[Dataset records]

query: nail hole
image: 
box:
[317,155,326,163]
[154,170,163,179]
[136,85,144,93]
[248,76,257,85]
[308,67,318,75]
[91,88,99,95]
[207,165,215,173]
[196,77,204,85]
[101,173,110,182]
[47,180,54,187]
==
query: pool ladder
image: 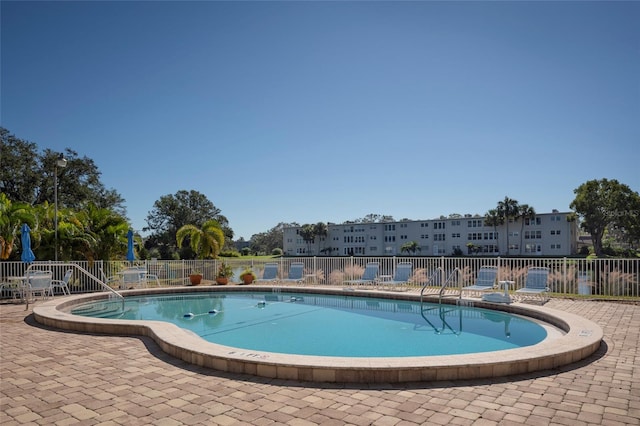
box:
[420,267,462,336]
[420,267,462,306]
* * *
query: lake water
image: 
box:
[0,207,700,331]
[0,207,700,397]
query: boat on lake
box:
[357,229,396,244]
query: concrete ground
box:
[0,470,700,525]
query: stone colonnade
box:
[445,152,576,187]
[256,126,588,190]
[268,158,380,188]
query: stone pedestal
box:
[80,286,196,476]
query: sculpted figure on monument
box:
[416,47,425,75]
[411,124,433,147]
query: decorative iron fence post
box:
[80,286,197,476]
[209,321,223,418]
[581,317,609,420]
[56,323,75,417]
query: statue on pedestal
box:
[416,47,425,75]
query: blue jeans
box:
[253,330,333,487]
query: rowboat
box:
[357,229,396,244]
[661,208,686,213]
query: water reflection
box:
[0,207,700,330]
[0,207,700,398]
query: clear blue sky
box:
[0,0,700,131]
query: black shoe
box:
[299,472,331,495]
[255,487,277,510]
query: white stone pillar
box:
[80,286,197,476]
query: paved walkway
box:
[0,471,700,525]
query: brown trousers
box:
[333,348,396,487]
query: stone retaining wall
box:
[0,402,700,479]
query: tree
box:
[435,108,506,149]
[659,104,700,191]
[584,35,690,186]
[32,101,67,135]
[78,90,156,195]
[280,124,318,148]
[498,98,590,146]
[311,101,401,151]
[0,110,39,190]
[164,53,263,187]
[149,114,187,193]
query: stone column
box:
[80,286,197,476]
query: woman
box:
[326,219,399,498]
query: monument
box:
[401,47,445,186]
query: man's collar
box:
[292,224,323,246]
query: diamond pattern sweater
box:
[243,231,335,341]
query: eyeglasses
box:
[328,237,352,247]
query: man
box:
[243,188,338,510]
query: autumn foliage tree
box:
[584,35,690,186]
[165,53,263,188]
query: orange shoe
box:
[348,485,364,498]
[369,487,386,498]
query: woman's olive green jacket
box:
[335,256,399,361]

## GIVEN TASK:
Can you recast the records from the line containing "query: lake water" through the line containing "[411,124,433,147]", both included, as a numbered list, leaving out blank lines and nothing else?

## REPLY TO THE TASK:
1. query: lake water
2. image: 
3. box:
4. [0,207,700,331]
5. [0,207,700,397]
6. query: boat on lake
7. box:
8. [357,229,396,244]
9. query: concrete ground
10. box:
11. [0,470,700,525]
12. query: stone colonnade
13. box:
14. [445,152,576,187]
15. [256,126,588,190]
16. [268,158,380,188]
17. query: stone pedestal
18. box:
19. [80,286,196,476]
20. query: sculpted figure on monument
21. box:
22. [416,47,425,75]
23. [411,124,433,147]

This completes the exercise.